▶ **Task**
Turn the lines from the one containing "</instance>" through the one containing "negative clicks: (210, 465) (175, 446)", both included, into a Markdown table with columns Row and Text, leaving out blank lines.

┌─ Records for the exercise

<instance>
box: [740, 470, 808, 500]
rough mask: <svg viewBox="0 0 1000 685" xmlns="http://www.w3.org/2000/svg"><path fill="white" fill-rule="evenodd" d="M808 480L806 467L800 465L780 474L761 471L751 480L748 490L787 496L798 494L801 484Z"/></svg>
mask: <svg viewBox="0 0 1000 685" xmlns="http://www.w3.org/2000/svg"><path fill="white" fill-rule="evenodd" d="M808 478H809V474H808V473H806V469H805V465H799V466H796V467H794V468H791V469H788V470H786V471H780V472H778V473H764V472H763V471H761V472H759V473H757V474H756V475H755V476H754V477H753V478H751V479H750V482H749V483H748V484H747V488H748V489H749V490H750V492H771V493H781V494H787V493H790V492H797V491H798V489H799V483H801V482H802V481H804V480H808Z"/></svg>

└─
┌─ Records for the exercise

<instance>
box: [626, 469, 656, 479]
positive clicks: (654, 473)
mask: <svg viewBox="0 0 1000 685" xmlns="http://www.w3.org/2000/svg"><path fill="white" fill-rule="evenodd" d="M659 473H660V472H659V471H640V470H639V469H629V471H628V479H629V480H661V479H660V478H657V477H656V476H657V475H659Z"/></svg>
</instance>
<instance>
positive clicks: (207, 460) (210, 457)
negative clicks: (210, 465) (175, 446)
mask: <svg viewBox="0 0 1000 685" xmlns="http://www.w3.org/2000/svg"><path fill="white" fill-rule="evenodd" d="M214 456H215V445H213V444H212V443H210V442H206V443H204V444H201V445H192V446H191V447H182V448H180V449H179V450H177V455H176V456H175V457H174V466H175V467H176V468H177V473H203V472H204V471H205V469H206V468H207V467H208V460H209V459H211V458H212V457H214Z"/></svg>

└─

▶ **Solution for this problem**
| Row | Text |
|---|---|
| 1 | </instance> |
| 2 | <instance> |
| 3 | positive clicks: (207, 460) (210, 457) |
| 4 | negative clicks: (210, 465) (175, 446) |